TASK OBJECTIVE: Every line of the data must appear again in the answer, exactly as written.

[Stored data]
::::::::::
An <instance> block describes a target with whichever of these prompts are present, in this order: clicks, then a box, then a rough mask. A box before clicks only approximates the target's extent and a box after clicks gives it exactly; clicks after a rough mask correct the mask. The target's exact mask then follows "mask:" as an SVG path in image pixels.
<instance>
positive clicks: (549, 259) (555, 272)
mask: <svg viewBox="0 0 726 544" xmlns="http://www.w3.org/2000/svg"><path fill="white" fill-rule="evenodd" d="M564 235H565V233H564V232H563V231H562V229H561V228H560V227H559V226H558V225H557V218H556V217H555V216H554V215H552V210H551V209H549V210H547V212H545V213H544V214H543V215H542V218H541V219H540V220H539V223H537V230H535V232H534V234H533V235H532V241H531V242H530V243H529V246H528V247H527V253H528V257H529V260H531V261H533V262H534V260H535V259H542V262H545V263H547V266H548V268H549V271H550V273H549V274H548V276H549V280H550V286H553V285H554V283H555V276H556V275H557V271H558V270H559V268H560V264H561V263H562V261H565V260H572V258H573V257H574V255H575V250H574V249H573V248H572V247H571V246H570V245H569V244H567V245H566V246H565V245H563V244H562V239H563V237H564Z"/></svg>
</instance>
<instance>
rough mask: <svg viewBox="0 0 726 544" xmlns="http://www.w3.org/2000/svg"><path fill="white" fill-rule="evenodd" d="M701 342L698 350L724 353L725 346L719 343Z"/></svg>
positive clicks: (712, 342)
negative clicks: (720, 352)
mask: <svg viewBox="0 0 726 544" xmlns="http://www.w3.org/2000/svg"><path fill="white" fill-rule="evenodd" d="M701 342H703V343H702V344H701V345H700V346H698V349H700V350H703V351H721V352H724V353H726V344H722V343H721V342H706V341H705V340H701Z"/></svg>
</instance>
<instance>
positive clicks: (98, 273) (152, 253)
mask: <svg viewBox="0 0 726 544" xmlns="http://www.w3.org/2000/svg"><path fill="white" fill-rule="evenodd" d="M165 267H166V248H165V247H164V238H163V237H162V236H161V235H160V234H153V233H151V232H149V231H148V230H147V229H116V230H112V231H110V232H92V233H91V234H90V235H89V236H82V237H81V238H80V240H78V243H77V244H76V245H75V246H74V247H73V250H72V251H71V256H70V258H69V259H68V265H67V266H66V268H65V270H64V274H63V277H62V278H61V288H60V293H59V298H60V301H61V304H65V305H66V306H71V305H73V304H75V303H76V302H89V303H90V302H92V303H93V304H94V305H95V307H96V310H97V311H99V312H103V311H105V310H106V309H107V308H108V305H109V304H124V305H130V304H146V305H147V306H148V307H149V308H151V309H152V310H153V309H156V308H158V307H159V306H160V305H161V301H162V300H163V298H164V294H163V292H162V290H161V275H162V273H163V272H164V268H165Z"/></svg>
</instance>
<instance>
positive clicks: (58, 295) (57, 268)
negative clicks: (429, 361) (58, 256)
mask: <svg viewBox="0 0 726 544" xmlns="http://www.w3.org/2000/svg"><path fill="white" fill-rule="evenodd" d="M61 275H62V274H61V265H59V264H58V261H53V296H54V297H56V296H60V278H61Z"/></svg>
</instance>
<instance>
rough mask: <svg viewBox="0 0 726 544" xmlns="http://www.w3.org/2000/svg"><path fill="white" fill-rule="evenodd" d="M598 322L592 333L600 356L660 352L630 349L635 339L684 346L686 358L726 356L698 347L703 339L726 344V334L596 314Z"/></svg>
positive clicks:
::::::::::
RESULT OF THIS EXERCISE:
An <instance> block describes a target with whichever of these prompts are present, in this order: clicks, then a box, then a rough mask. A box before clicks only approximates the target's extent and a box after clicks gives it exactly; clicks after a rough mask correct the mask. The target's exact mask then follows "mask:" as an SVG path in image pixels.
<instance>
positive clicks: (549, 259) (555, 272)
mask: <svg viewBox="0 0 726 544" xmlns="http://www.w3.org/2000/svg"><path fill="white" fill-rule="evenodd" d="M564 235H565V233H564V232H563V231H562V229H561V228H560V227H559V226H558V225H557V218H556V217H555V216H554V215H552V210H551V209H549V210H547V212H545V213H544V214H543V215H542V218H541V219H540V220H539V223H537V230H535V232H534V234H533V235H532V241H531V242H530V243H529V246H528V247H527V253H528V257H529V260H531V261H533V262H534V260H535V259H542V262H545V263H547V266H548V268H549V271H550V273H549V274H548V276H549V280H550V286H553V285H554V283H555V276H556V275H557V271H558V270H559V268H560V264H561V263H562V261H565V260H572V258H573V257H574V255H575V250H574V249H573V248H572V247H571V246H570V245H569V244H567V245H566V246H565V245H563V244H562V239H563V237H564Z"/></svg>
</instance>
<instance>
rough mask: <svg viewBox="0 0 726 544" xmlns="http://www.w3.org/2000/svg"><path fill="white" fill-rule="evenodd" d="M701 342L698 350L724 353L725 346L719 343Z"/></svg>
positive clicks: (712, 342)
negative clicks: (720, 352)
mask: <svg viewBox="0 0 726 544" xmlns="http://www.w3.org/2000/svg"><path fill="white" fill-rule="evenodd" d="M701 342H703V343H702V344H701V345H700V346H698V349H700V350H703V351H721V352H724V353H726V344H722V343H721V342H706V341H705V340H701Z"/></svg>
</instance>
<instance>
positive clicks: (98, 273) (152, 253)
mask: <svg viewBox="0 0 726 544" xmlns="http://www.w3.org/2000/svg"><path fill="white" fill-rule="evenodd" d="M165 267H166V248H165V247H164V238H163V237H162V236H161V235H160V234H153V233H151V232H149V231H148V230H147V229H116V230H112V231H110V232H92V233H91V234H90V235H89V236H82V237H81V238H80V240H78V243H77V244H76V245H75V246H74V247H73V250H72V251H71V256H70V258H69V259H68V265H67V266H66V268H65V270H64V274H63V277H62V278H61V288H60V293H59V298H60V301H61V304H65V305H66V306H71V305H73V304H75V303H76V302H89V303H90V302H92V303H93V304H94V305H95V307H96V310H97V311H99V312H103V311H105V310H106V309H107V308H108V305H109V304H124V305H130V304H146V305H147V306H148V307H149V308H151V309H152V310H153V309H156V308H158V307H159V306H160V305H161V301H162V300H163V298H164V294H163V292H162V290H161V275H162V273H163V272H164V268H165Z"/></svg>
</instance>
<instance>
positive clicks: (58, 295) (57, 268)
negative clicks: (429, 361) (58, 256)
mask: <svg viewBox="0 0 726 544" xmlns="http://www.w3.org/2000/svg"><path fill="white" fill-rule="evenodd" d="M61 275H62V274H61V265H59V264H58V261H53V296H54V297H56V296H60V278H61Z"/></svg>
</instance>
<instance>
rough mask: <svg viewBox="0 0 726 544" xmlns="http://www.w3.org/2000/svg"><path fill="white" fill-rule="evenodd" d="M598 322L592 333L600 356L660 352L630 349L635 339L684 346L686 358L726 356L698 347L703 339L726 344V334L596 314Z"/></svg>
positive clicks:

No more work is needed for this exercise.